> [Отрывок текста]:
Трепетная нежность наших отношений никак не укладывалась в обыденные, человеческие: брат - сестра, отец - дочь... Нет!... Больнее, нежнее, невозможней... И у нас сразу же, с первого года нашей общей жизни, началась какая-то игра, мы для наших чувств нашли "маски", окружили себя выдуманными, но совсем живыми для нас существами, наш язык стал совсем условный. Так что "конкретно" сказать совсем невозможно, это совершенно воспринимаемое для третьего человека; как отдаленное отражение этого мира в стихах - и все твари лесные, и все детское, и крабы, и осел в "Соловьином саду". И потому, что бы ни случилось с нами, как бы ни теряла жизнь, - у нас всегда был выход в этот мир, где мы были незыблемо неразлучны, верны и чисты. В нем нам всегда было легко и надежно, если мы даже и плакали порой о земных наших бедах.

> [Задание]: Продолжите отрывок воспоминаний о выдуманном мире двух близких людей, начав сразу после его последнего предложения. Записи, которые идут дальше, здесь ни при чём.

(Данные для указания точек на изображениях)
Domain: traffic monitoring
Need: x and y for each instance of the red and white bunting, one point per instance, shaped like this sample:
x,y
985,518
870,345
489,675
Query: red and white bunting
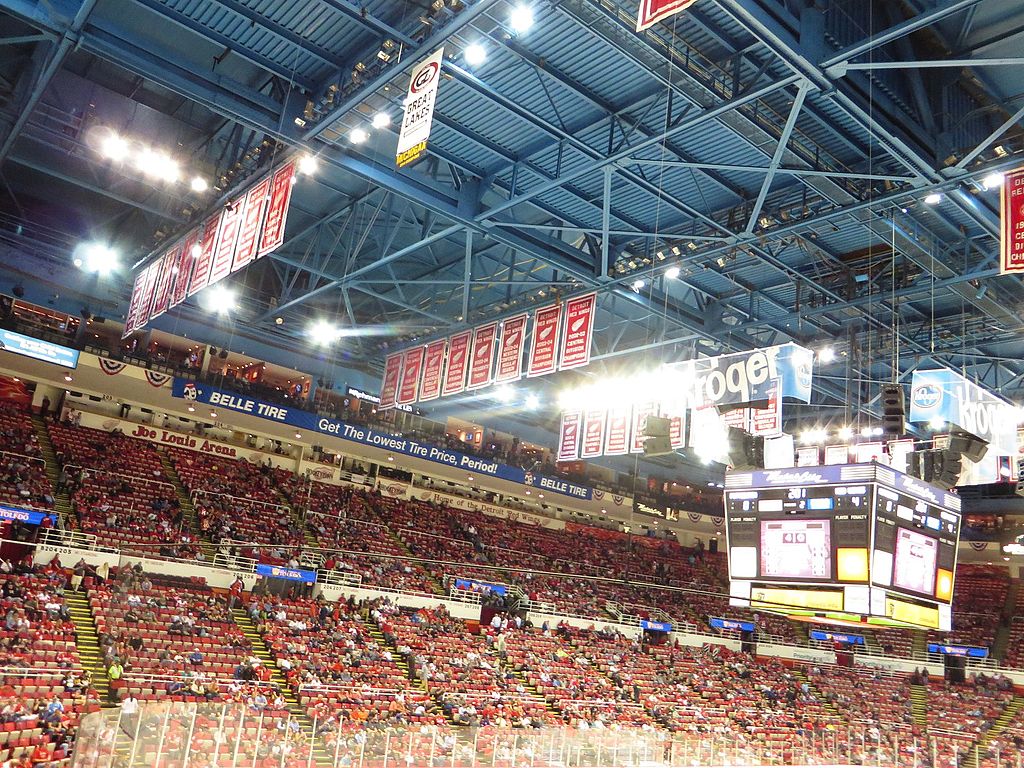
x,y
544,351
252,222
455,377
389,385
483,355
412,365
185,265
1012,242
568,436
207,245
767,422
640,414
510,349
276,210
131,320
579,332
652,11
593,433
433,365
230,225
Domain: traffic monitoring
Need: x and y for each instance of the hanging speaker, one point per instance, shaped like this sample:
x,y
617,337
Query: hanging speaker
x,y
893,410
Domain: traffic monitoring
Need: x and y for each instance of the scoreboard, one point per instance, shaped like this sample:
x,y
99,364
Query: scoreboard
x,y
859,542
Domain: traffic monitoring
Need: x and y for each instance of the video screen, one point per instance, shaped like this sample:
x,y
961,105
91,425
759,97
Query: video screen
x,y
796,549
915,560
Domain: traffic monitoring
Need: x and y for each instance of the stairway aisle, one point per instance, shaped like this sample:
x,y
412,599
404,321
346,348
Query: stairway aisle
x,y
321,756
187,510
87,642
61,502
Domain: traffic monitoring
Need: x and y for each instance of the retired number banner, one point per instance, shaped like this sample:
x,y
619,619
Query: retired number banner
x,y
544,352
455,377
389,386
510,349
483,354
1012,242
568,436
579,332
652,11
593,434
433,363
411,367
616,438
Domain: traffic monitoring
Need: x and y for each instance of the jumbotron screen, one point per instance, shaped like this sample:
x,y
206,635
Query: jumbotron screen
x,y
849,542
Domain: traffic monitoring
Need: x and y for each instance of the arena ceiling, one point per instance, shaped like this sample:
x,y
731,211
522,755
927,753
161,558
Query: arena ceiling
x,y
778,152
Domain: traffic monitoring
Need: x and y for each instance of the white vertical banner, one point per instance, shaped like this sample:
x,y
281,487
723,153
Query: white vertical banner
x,y
419,110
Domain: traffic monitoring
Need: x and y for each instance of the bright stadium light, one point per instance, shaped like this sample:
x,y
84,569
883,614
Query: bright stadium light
x,y
220,299
521,18
474,54
96,258
325,333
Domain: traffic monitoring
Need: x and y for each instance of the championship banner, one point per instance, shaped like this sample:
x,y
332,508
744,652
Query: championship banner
x,y
483,353
544,352
412,365
168,268
568,436
207,245
276,210
433,361
616,438
389,386
593,434
767,422
510,349
230,225
652,11
252,220
640,414
419,110
185,264
1012,227
579,332
455,376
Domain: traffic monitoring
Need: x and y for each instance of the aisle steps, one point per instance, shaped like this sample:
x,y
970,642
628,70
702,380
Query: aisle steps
x,y
87,641
321,757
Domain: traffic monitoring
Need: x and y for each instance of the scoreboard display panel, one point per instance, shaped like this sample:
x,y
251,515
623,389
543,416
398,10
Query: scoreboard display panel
x,y
849,541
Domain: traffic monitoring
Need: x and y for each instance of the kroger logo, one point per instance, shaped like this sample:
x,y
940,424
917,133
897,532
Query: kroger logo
x,y
927,395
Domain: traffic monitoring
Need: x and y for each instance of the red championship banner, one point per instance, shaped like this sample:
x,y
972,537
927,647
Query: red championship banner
x,y
568,436
412,365
652,11
252,220
544,353
483,354
640,414
131,320
230,225
168,267
768,422
433,363
579,332
185,265
677,431
276,210
389,386
207,245
616,433
510,349
455,376
1012,242
593,434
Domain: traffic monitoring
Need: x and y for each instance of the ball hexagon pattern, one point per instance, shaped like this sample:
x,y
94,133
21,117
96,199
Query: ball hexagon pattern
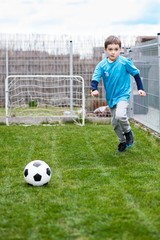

> [Результат]:
Когда Саша заболел, он не смог больше уходить туда. Еще в середине мая он нарисовал карикатуру на себя - оттуда - это было последнее. Болезнь отняла у него и этот отдых. Только за неделю до смерти, очнувшись от забытья, он вдруг спросил на нашем языке, отчего я вся в слезах - последняя нежность.

1929 г.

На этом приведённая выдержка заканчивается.